* Begin GIVEN ENTRIES *

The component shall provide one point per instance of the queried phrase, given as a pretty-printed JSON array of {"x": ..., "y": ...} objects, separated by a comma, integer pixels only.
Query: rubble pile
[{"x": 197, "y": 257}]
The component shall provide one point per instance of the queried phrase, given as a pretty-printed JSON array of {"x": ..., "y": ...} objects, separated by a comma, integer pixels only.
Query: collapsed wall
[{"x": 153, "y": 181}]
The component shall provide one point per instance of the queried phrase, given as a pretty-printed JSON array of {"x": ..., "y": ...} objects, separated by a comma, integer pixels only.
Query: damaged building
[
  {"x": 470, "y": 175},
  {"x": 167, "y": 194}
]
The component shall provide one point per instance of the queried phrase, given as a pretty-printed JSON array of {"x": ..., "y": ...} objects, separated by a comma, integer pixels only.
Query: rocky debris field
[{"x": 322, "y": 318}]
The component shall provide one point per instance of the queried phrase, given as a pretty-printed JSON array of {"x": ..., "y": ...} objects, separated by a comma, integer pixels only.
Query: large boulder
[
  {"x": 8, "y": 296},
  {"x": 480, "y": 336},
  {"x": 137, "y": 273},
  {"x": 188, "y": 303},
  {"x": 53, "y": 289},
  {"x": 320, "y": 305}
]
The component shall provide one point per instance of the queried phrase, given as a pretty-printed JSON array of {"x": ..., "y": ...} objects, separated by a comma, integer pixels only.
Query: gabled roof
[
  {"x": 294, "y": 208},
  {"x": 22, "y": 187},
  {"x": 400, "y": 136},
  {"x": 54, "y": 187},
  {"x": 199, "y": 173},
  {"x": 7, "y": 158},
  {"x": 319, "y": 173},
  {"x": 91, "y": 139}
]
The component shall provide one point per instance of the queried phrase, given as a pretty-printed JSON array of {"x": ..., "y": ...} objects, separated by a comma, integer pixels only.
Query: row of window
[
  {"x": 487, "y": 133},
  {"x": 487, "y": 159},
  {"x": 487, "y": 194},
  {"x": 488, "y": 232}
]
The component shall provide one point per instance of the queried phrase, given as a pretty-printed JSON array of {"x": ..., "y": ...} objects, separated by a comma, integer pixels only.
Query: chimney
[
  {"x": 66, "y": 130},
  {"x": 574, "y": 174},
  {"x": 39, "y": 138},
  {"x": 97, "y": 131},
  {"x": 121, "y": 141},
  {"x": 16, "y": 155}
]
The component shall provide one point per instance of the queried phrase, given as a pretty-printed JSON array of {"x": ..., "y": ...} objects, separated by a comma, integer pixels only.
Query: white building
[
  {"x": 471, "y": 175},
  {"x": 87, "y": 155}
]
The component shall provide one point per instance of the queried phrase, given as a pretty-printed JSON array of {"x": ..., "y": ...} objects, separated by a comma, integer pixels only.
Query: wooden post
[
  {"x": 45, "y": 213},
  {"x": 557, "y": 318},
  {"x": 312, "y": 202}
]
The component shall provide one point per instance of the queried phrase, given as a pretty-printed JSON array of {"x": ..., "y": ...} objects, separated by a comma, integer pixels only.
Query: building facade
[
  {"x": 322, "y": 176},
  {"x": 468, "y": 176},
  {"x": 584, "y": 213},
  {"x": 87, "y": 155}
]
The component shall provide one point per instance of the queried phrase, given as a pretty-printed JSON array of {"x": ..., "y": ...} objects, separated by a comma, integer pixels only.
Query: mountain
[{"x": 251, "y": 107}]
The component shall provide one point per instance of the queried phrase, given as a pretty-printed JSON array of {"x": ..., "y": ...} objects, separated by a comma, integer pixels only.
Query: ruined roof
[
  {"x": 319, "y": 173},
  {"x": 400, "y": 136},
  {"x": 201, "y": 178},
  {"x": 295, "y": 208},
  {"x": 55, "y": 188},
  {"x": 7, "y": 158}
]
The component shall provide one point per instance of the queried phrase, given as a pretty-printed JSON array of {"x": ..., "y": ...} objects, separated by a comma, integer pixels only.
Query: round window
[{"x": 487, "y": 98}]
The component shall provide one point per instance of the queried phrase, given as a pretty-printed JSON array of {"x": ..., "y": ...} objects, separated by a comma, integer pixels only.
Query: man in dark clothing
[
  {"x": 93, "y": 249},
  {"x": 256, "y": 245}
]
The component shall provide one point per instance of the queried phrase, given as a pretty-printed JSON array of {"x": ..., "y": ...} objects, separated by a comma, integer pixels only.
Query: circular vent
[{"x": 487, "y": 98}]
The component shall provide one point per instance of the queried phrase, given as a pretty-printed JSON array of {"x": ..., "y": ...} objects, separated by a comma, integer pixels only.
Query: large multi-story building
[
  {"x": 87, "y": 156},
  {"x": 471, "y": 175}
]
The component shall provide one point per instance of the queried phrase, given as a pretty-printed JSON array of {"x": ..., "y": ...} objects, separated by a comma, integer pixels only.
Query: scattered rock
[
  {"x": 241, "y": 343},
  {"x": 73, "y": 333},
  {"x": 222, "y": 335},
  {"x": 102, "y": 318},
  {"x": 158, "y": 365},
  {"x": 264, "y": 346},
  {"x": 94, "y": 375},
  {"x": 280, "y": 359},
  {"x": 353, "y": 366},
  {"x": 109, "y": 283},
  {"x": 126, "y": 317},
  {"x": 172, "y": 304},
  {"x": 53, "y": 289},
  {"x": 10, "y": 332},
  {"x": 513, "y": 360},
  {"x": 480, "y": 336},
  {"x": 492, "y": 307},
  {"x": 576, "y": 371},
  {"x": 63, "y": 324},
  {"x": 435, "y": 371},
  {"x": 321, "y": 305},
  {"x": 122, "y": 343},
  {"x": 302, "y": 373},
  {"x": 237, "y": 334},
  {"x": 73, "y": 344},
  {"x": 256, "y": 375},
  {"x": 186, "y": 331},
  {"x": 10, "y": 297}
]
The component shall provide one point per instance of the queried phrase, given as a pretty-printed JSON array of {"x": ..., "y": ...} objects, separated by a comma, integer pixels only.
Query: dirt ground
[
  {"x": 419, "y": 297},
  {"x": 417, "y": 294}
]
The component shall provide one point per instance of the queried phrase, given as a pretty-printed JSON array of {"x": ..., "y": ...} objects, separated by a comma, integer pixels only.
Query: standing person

* End GIVEN ENTRIES *

- [EXERCISE DETAILS]
Set down every record above exactly as given.

- [FINISHED EXERCISE]
The component shall provide one point per instance of the queried phrase, given as a pretty-printed JSON array of {"x": ..., "y": ...} objects, separated by a comma, integer pixels only.
Query: rubble pile
[{"x": 197, "y": 257}]
The component shall provide one point per instance of the queried phrase, given as a pretty-printed JSON array of {"x": ..., "y": ...} objects, separated by a comma, integer pixels only.
Query: collapsed wall
[{"x": 153, "y": 181}]
The component shall provide one point per instance of the queried phrase, given as a pretty-printed JSON array of {"x": ..., "y": ...} objects, separated by a comma, integer pixels only.
Query: damaged building
[
  {"x": 470, "y": 175},
  {"x": 167, "y": 194}
]
The component shall provide one point per instance of the queried phrase, given as a pretty-printed JSON array of {"x": ..., "y": ...} objects, separated by a comma, integer pixels only.
Query: rocky debris field
[{"x": 322, "y": 318}]
The component shall provide one point per instance of the queried phrase, given as a pretty-printed JSON array of {"x": ..., "y": ...} objects, separated by a comma, integer pixels only.
Query: large boulder
[
  {"x": 8, "y": 296},
  {"x": 480, "y": 336},
  {"x": 137, "y": 273},
  {"x": 188, "y": 303},
  {"x": 53, "y": 289},
  {"x": 320, "y": 305}
]
The component shall provide one point per instance of the queried phrase, given as a pretty-printed JSON array of {"x": ..., "y": ...} objects, separated by a comma, integer pixels only.
Query: gabled roof
[
  {"x": 294, "y": 208},
  {"x": 22, "y": 187},
  {"x": 400, "y": 136},
  {"x": 54, "y": 187},
  {"x": 199, "y": 173},
  {"x": 7, "y": 158},
  {"x": 319, "y": 173},
  {"x": 91, "y": 139}
]
The component shall provide one point per instance of the queried phrase, given as a pretty-printed JSON array of {"x": ..., "y": ...} objects, separated by a comma, integer pixels only.
Query: row of window
[
  {"x": 487, "y": 133},
  {"x": 487, "y": 159},
  {"x": 487, "y": 194},
  {"x": 488, "y": 232}
]
The component shall provide one point per instance of the queried phrase, given as a pretty-printed JSON array of {"x": ..., "y": ...} objects, separated by a comma, integer pixels only.
Query: chimney
[
  {"x": 66, "y": 130},
  {"x": 574, "y": 174},
  {"x": 39, "y": 138},
  {"x": 97, "y": 131},
  {"x": 121, "y": 141},
  {"x": 16, "y": 155}
]
The component shall provide one point per instance of the queried phrase, given as a pretty-printed JSON array of {"x": ..., "y": ...} objects, separated by a comma, integer pixels only.
Query: white building
[
  {"x": 471, "y": 175},
  {"x": 87, "y": 155}
]
The component shall provide one point per instance of the queried phrase, given as a pretty-printed JSON array of {"x": ..., "y": ...} objects, separated by a comma, integer pixels only.
Query: wooden post
[
  {"x": 45, "y": 213},
  {"x": 557, "y": 318},
  {"x": 312, "y": 202}
]
The component shall provide one point per instance of the queried phrase, given as a pretty-printed JSON array of {"x": ..., "y": ...} objects, separated by a comma, integer pixels only.
Query: building facade
[
  {"x": 322, "y": 176},
  {"x": 468, "y": 176},
  {"x": 584, "y": 213},
  {"x": 87, "y": 155}
]
The component shall provide one point per instance of the queried phrase, given as a pretty-printed JSON array of {"x": ..., "y": ...} objects, separated by a comma, integer pixels only.
Query: mountain
[{"x": 251, "y": 107}]
The component shall provide one point per instance of the queried phrase, given as a pretty-printed JSON array of {"x": ..., "y": ...} objects, separated by a comma, integer pixels only.
Query: ruined roof
[
  {"x": 319, "y": 173},
  {"x": 400, "y": 136},
  {"x": 201, "y": 178},
  {"x": 295, "y": 208},
  {"x": 55, "y": 188},
  {"x": 7, "y": 158}
]
The component shall provide one point per instance of the queried phrase, given as a pretty-printed JSON array of {"x": ..., "y": ...} objects, separated by a comma, integer pixels only.
Query: round window
[{"x": 487, "y": 98}]
The component shall provide one point per instance of the queried phrase, given as a pretty-printed JSON array of {"x": ..., "y": ...} objects, separated by a comma, integer pixels only.
Query: man in dark clothing
[
  {"x": 93, "y": 249},
  {"x": 256, "y": 245}
]
The component shall provide one point per instance of the queried phrase, given as a pretty-printed JSON array of {"x": ..., "y": ...} objects, separated by a comma, integer pixels only.
Query: circular vent
[{"x": 487, "y": 98}]
The component shall provide one point per instance of the queried phrase, given as a pretty-printed JSON array of {"x": ..., "y": ...} objects, separated by a comma, integer pixels only.
Query: large multi-story building
[
  {"x": 87, "y": 156},
  {"x": 471, "y": 175}
]
The component shall provide one point per instance of the queried phrase, given as a pretty-printed JSON array of {"x": ..., "y": ...} objects, separated by a comma, integer pixels only.
Query: scattered rock
[
  {"x": 241, "y": 343},
  {"x": 73, "y": 333},
  {"x": 222, "y": 335},
  {"x": 102, "y": 318},
  {"x": 158, "y": 365},
  {"x": 264, "y": 346},
  {"x": 94, "y": 375},
  {"x": 280, "y": 359},
  {"x": 353, "y": 366},
  {"x": 109, "y": 283},
  {"x": 126, "y": 317},
  {"x": 172, "y": 304},
  {"x": 53, "y": 289},
  {"x": 10, "y": 332},
  {"x": 513, "y": 360},
  {"x": 480, "y": 336},
  {"x": 492, "y": 307},
  {"x": 576, "y": 371},
  {"x": 63, "y": 324},
  {"x": 435, "y": 371},
  {"x": 321, "y": 305},
  {"x": 122, "y": 343},
  {"x": 302, "y": 373},
  {"x": 237, "y": 334},
  {"x": 73, "y": 344},
  {"x": 256, "y": 375},
  {"x": 186, "y": 331},
  {"x": 10, "y": 297}
]
The component shall provide one point per instance of the queried phrase, given as a pretty-printed JSON array of {"x": ..., "y": ...} objects, separated by a comma, integer pixels only.
Query: dirt ground
[
  {"x": 419, "y": 297},
  {"x": 417, "y": 294}
]
The component shall provide one point per instance of the queried phrase, given as a pretty-printed JSON array of {"x": ..., "y": ...} objects, separated by a comma, integer pixels only.
Query: standing person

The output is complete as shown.